# Passage provided
━━━━

Honor in Therapeutic culture

Bowman examines a scene from The Sopranos where John “Johnny Sack” Sacramoni seeks permission, from Tony Soprano among others to “clip” Ralph Cifaretto for jokingly insulting his wife’s weight, which has done damage to her “body image, self esteem.” None of his superiors will bite, and Bowman notes that the episode “exploits the comic potential of this collision between feral honor that criminal gangs so often keep alive and the narcissistic culture of therapy and self-indulgence. The mortal offense of an imputation against a woman’s chastity (or a man’s courage or truthfulness) becomes merely absurd when translated into hurt feelings and bruised sensitivities about ‘body image.’ Johnny Sack is not wrong to take Ralph’s joke as a sign of disrespect, to use the term most commonly employed now in place of the honor language. But the concept of disrespect, unlike honor, does not contain within itself a generally accepted hierarchy to direct the flow of respect or a tariff of penalties for its omission . . . . Tony’s problem is always to find some acceptable compromise, some middle way between the Sicilian-American honor culture to which he remains attached as an ideal and the values, including self-esteem, of the consumerist paradise that he and his fellow gangsters wish to continue inhabiting. He is not often successful . . . .in the end, honor usually has to give way to one or more of the various strategies by which the American middle classes have recently learned to avoid individual responsibility.”

━━━━

[Referring expression data]
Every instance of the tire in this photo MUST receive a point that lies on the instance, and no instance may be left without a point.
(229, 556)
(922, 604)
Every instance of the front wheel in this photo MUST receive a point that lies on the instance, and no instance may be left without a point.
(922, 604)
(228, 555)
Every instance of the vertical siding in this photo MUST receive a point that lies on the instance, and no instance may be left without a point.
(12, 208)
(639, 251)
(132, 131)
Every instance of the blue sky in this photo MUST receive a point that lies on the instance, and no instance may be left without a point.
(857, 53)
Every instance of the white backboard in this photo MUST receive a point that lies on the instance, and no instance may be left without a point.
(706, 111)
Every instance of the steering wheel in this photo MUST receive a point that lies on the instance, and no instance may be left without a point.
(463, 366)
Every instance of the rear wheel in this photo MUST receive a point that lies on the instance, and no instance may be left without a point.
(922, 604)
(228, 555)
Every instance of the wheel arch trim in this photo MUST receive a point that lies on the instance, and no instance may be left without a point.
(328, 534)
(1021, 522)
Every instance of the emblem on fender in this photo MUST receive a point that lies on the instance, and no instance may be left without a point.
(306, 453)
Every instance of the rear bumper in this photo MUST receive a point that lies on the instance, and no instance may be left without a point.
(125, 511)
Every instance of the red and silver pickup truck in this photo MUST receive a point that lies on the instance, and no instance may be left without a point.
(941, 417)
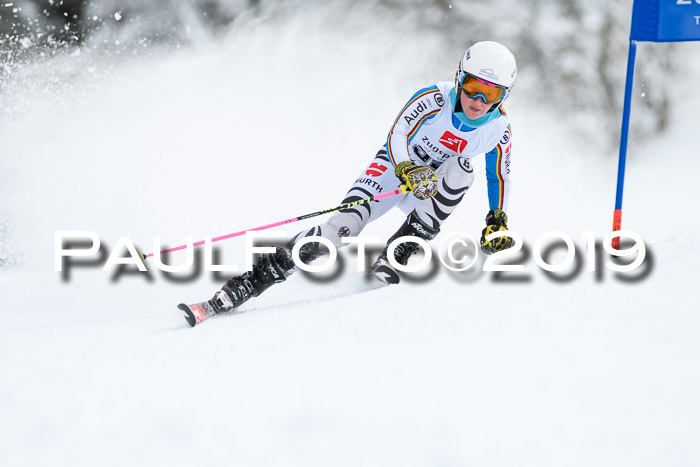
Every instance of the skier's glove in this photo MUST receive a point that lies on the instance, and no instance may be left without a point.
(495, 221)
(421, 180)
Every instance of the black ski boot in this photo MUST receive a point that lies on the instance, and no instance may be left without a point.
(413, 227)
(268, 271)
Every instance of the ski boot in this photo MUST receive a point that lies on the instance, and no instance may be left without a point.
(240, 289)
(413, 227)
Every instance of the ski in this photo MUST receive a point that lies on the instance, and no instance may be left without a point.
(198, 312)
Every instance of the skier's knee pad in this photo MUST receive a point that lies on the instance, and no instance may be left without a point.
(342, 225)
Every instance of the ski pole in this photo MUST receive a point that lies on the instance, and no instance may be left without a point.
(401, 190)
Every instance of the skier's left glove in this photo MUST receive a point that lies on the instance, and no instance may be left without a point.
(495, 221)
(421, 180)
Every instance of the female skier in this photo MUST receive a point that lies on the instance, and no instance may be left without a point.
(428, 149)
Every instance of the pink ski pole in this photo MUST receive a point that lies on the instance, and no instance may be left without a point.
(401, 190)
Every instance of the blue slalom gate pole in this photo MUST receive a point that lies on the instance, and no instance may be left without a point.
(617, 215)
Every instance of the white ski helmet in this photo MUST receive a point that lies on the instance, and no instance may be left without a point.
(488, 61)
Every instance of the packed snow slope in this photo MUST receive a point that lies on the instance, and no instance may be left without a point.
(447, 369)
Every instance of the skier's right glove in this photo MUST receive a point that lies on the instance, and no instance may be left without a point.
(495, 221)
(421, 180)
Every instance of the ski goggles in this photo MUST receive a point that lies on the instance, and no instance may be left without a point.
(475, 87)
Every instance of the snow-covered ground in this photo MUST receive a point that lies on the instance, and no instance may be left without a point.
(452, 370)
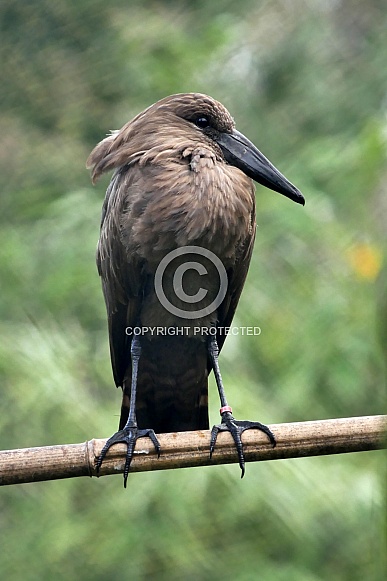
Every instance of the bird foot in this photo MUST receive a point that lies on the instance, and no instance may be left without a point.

━━━━

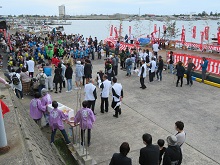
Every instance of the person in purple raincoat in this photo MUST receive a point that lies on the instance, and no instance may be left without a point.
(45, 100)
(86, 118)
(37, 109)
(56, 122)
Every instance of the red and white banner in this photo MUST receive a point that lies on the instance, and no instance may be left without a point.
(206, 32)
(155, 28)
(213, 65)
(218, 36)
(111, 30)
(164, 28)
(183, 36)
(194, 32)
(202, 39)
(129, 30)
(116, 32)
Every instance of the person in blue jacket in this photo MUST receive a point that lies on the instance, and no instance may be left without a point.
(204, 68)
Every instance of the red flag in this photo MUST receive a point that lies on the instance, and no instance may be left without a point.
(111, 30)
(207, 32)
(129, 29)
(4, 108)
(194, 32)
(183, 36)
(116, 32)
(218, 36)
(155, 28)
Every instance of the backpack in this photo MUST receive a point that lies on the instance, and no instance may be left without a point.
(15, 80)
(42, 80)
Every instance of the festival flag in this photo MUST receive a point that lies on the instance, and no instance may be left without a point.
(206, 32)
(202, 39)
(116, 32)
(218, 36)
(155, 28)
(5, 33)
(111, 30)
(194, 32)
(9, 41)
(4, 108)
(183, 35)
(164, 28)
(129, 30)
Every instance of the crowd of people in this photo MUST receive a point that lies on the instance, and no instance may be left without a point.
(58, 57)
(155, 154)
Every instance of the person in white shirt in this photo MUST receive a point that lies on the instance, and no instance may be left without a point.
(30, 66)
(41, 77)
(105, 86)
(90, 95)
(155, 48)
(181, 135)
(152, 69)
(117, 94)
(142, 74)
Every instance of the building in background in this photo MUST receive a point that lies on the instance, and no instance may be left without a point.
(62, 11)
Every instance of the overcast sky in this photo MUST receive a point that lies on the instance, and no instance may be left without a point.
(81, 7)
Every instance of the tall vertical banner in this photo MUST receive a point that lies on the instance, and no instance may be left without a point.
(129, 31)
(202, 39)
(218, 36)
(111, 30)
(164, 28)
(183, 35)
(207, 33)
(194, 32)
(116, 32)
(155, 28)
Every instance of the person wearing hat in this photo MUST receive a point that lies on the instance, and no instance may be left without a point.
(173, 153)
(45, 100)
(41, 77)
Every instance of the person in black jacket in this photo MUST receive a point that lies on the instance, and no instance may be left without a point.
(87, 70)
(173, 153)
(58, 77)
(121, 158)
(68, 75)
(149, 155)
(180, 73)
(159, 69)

━━━━

# What to work on
In the passage on honor in therapeutic culture, what did Ralph Cifaretto do that led Johnny Sack to seek permission to "clip" him? The records are separate material and are not part of the text.

# Answer section
He jokingly insulted the weight of Johnny Sack's wife.